(Location identification entries)
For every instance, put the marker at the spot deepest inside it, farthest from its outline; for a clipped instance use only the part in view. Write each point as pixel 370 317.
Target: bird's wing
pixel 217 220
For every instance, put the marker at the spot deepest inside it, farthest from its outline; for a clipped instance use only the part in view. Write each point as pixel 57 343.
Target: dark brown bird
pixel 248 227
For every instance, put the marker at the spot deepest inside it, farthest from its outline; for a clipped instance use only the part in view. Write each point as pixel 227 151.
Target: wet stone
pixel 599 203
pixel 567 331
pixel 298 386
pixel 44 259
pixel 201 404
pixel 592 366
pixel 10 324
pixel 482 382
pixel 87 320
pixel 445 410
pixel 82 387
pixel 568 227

--

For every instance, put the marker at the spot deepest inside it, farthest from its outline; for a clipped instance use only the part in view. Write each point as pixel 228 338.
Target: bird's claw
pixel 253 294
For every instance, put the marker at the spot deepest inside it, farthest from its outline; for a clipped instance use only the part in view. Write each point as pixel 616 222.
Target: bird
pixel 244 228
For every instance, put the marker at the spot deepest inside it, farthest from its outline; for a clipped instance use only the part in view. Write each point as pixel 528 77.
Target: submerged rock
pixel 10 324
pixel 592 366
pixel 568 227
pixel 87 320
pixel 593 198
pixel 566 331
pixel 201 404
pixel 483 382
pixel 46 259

_AIM OF THE EXERCISE_. Copy word for word everything above from the line containing "pixel 370 317." down to the line containing "pixel 217 220", including both of those lines.

_WRITTEN RESPONSE_.
For every instance, put the marker at the spot deepest inside it, farthest from its outline; for a clipped instance use only the part in view. Write each point as pixel 370 317.
Target: bird's wing
pixel 217 220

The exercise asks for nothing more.